REQUIREMENT 1:
Update the image region labeling entries in the stretch from the start of the entries through the line containing "199 151 277 230" by changing "natural-language description" to "plain-English description" and keeping everything else as is. Return only that stretch, without the pictures.

EXTRACT TO READ:

The memorials to Kennedy and Pan Am 103 could stand in for their places in our cultural memory: Whereas the cairn feels nearly forgotten, tucked into a corner of the cemetery, Kennedy’s grave is central and well-visited by a crowd packed full of families of tourists, foreign military members, and, somewhere, a couple who came from the Netherlands to pay their respects.
I have no personal connection to any of the people buried here, to John or Robert or Jackie O, so I decide to spend only a moment as part of the masses of humanity gathered here. As I squeeze my way forward to glimpse the Eternal Flame, a teenage boy staring at JFK’s plaque asks his mother a question to which the answer is literally right in front of him, carved in stone: “When did he die?”
“1963,” his mother answers. “That’s when they stopped making convertible limousines.”
On the way out, I spend a moment taking in the scenic view of our nation’s capital, and I’m forced to admit that, if I didn’t loathe so much of what the city stands for, I would consider it fairly beautiful.
I suppose this makes the District of Columbia the metropolitan equivalent of Paris Hilton.

REQUIREMENT 2:
Render this sentence from the cemetery passage in Spanish: "I suppose this makes the District of Columbia the metropolitan equivalent of Paris Hilton."

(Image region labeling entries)
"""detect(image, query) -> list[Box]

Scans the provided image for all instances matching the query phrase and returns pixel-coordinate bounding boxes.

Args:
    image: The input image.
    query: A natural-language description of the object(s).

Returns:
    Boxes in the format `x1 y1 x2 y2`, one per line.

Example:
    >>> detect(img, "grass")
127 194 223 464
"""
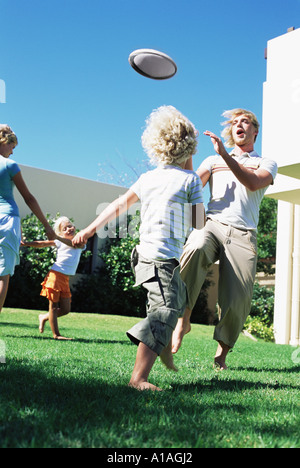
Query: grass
0 309 300 448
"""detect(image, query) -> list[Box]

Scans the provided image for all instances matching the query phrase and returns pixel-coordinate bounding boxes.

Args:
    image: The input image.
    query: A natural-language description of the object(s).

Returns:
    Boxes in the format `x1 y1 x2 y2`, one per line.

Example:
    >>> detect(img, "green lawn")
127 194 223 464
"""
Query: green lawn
0 309 300 448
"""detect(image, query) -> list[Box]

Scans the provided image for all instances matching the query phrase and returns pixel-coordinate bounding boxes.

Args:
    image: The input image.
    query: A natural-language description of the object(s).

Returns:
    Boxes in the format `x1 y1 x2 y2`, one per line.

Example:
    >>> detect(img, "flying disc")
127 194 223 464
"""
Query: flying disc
128 49 177 80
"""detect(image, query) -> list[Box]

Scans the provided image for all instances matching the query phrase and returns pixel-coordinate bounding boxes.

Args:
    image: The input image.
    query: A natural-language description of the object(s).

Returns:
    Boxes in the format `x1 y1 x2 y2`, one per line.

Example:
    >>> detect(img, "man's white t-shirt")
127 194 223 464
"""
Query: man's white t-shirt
130 165 203 260
199 151 277 230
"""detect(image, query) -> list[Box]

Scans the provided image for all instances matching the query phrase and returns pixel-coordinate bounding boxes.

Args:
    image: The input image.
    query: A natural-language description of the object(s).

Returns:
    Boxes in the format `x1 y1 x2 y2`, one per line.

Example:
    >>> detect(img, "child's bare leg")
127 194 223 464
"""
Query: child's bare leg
48 300 60 339
172 307 192 354
159 340 178 372
129 342 162 391
56 298 72 340
39 298 71 333
39 312 49 333
0 275 10 312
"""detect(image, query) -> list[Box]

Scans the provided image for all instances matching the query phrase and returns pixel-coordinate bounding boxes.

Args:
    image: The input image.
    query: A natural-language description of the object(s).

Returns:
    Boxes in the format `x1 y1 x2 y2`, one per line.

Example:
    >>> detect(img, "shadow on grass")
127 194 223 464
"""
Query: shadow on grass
0 359 298 448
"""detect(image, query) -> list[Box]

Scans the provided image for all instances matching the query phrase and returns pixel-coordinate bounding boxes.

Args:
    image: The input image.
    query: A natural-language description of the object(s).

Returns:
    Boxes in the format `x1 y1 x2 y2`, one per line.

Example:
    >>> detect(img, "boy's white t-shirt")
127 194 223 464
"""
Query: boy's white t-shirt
51 240 85 276
130 165 203 260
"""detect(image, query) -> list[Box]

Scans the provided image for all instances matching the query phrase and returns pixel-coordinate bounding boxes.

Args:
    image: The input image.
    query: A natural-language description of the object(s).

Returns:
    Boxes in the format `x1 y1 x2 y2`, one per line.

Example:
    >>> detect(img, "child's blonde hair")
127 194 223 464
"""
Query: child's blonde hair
0 128 18 145
53 216 74 236
142 106 198 165
222 109 259 148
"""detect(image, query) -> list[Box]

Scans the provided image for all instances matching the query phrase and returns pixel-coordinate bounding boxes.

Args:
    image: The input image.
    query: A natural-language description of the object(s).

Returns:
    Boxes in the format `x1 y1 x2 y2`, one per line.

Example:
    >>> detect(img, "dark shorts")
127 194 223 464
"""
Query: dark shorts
127 249 187 355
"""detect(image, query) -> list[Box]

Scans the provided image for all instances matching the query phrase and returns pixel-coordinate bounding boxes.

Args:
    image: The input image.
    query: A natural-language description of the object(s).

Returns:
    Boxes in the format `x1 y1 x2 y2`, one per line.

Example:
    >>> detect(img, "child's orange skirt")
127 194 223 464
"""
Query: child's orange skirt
41 270 72 303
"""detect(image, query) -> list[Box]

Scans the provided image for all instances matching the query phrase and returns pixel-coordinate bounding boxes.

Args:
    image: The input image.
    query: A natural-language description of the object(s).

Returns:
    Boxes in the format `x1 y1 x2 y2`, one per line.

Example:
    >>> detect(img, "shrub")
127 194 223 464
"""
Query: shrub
244 283 274 341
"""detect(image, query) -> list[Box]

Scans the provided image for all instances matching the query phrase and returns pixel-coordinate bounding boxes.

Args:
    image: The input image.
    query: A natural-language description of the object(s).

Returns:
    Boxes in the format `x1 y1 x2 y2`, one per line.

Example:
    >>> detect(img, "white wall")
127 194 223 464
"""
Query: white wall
15 165 127 229
262 29 300 346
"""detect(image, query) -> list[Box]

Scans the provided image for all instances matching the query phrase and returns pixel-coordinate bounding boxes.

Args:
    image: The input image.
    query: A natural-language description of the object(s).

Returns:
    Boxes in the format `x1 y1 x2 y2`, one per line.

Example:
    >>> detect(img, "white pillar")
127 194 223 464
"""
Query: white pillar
290 205 300 346
274 201 294 344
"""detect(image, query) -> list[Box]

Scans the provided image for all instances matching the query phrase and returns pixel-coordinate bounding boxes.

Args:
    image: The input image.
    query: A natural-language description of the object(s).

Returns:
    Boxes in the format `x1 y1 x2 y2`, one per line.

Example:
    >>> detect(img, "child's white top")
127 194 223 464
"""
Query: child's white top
130 166 203 260
51 240 85 276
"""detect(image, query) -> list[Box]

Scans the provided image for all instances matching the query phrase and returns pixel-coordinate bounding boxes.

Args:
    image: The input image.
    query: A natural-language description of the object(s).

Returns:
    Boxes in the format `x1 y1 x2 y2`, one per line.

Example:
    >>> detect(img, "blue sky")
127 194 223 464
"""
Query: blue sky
0 0 300 203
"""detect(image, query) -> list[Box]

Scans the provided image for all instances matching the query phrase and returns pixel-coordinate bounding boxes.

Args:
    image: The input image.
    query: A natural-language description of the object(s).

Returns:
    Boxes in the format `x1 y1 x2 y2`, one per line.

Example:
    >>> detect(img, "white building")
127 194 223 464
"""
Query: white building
15 165 127 272
262 29 300 346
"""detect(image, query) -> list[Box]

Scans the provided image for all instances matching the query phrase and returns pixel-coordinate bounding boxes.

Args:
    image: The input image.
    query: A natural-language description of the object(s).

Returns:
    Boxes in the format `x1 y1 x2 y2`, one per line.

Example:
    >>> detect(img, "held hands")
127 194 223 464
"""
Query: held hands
204 130 229 157
72 229 92 248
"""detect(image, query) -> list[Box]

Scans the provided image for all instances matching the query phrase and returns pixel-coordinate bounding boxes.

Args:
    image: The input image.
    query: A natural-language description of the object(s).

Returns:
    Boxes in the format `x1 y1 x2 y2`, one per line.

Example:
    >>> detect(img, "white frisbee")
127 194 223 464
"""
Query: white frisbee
128 49 177 80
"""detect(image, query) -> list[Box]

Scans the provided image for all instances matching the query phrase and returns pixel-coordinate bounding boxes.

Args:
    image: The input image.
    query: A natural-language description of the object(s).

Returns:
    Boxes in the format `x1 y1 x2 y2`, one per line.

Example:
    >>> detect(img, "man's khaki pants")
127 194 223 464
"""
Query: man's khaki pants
180 219 257 348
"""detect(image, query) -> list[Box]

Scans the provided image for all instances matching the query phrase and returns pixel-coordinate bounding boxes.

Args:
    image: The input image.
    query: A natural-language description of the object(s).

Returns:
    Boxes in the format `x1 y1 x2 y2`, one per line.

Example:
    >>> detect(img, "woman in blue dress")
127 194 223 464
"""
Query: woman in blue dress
0 124 56 312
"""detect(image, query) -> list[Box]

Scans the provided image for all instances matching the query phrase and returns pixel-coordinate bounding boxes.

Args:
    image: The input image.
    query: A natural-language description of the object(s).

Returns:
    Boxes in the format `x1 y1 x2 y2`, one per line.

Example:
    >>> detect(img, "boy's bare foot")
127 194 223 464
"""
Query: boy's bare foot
214 341 230 370
172 317 191 354
159 341 178 372
53 335 73 341
128 381 163 392
213 359 228 371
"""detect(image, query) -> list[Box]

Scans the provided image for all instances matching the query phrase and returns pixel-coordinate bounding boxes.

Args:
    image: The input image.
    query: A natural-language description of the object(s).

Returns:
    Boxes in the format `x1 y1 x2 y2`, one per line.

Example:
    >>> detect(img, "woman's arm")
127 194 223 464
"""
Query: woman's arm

TASK RESPONSE 1:
"""detect(image, query) -> list[Box]

Scans the provided image for all instances matching the query phrase and returns pixel-coordinate bounding boxes.

Args:
    image: The input image.
    query: A plain-English description of the object(s).

Returns:
    Boxes in the format `x1 y1 x2 y2`, one per line.

Example:
    >>> detect(img, "grass")
127 194 223 464
"""
Query: grass
0 309 300 448
"""detect(image, query) -> list[Box]

Scans the provided image for all instances matching the query phrase and returns pixel-coordinate bounding boxes.

Args:
    image: The input image.
    query: A plain-English description of the object(s).

Returns:
    Boxes in the format `x1 y1 x2 y2`, one per line.

Example:
    >>> detect(img, "green lawn")
127 194 223 464
"""
Query: green lawn
0 309 300 448
"""detect(image, query) -> list[Box]

Scans the provided image for all instances matching the query phrase and returns pixel-coordinate bounding boxes.

Args:
    image: The input image.
    query: A plain-English description of the object(s).

Returns:
    Boxes in the format `x1 y1 x2 y2`, one per line.

Example:
    >>> detect(img, "flying disc")
127 194 223 464
"""
Query: flying disc
128 49 177 80
"""detect(image, query) -> list[Box]

Scans the provided image for all instances matching the query phrase and returns pixel-coordinate bounding boxes.

Args:
    image: The input image.
    query: A plain-English description of the object(s).

Returns:
    Boxes in the format `x1 y1 x2 y2`, one per line.

Example:
    >>> detect(img, "man's white t-shirt")
127 194 223 464
"""
Query: man's white t-shirt
130 165 203 260
199 151 277 230

TASK RESPONSE 2:
Supongo que esto convierte al Distrito de Columbia en el equivalente metropolitano de Paris Hilton.